## TO-DO ITEM
Find every line in the records that contains the word "positive" and copy each of those lines.

Collected data entries:
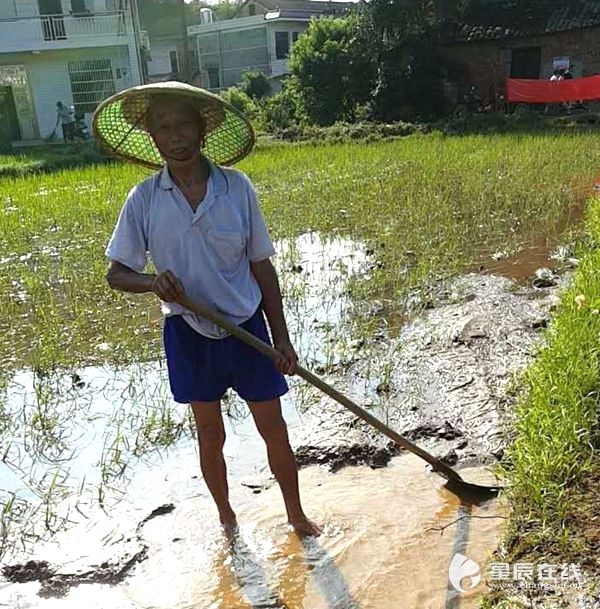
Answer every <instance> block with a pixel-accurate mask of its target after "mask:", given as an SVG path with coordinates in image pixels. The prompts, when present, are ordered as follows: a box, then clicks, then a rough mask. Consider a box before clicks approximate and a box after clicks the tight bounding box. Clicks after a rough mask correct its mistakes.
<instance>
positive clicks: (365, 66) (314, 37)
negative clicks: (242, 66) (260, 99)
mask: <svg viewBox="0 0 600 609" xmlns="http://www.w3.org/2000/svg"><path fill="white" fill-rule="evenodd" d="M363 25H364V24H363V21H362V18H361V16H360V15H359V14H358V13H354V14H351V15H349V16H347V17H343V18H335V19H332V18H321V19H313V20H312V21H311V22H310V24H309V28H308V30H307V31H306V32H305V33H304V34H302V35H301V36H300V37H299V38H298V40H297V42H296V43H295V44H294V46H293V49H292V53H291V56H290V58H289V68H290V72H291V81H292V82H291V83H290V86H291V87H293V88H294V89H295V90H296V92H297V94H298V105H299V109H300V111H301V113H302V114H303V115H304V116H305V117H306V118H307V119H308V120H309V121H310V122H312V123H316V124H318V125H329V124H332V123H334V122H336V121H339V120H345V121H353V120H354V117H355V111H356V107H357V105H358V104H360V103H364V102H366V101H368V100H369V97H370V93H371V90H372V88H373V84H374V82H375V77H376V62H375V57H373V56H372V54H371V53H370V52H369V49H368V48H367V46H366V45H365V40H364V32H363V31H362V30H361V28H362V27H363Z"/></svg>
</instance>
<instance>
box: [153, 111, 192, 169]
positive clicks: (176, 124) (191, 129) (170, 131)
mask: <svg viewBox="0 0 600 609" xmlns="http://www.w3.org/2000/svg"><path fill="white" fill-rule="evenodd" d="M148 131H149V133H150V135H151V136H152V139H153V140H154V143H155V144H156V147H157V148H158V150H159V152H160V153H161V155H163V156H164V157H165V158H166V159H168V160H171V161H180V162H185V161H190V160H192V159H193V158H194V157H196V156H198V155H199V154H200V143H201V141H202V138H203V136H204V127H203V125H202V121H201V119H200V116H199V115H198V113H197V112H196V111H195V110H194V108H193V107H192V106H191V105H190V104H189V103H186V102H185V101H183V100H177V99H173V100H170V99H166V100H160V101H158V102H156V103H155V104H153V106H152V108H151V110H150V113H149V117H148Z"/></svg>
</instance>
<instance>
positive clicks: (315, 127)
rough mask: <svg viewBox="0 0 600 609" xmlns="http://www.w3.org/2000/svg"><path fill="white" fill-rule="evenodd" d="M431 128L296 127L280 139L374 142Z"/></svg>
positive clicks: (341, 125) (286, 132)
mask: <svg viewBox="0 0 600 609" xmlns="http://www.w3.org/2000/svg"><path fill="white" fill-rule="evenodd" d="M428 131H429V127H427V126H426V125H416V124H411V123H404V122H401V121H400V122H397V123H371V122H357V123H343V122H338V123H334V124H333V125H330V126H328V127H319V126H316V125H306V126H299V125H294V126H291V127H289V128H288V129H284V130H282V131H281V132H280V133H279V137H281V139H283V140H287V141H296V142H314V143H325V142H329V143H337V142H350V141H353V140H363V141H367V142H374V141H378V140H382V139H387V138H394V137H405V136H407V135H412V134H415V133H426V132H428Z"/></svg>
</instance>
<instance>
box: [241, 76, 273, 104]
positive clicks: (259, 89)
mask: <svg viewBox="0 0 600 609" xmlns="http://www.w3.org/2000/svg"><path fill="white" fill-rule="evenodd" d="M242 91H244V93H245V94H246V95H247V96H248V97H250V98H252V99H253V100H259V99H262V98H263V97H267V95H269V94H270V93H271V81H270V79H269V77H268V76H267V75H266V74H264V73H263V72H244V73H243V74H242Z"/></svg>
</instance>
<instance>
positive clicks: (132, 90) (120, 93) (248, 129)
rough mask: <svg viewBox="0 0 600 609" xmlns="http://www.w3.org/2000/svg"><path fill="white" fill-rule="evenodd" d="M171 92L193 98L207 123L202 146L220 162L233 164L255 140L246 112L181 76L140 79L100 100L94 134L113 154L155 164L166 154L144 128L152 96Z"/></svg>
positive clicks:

## ANSWER SPACE
positive clicks: (365, 66) (314, 37)
positive clicks: (176, 124) (191, 129) (170, 131)
positive clicks: (315, 127)
positive clicks: (341, 125) (286, 132)
positive clicks: (259, 89)
positive clicks: (132, 90) (120, 93) (248, 129)
positive clicks:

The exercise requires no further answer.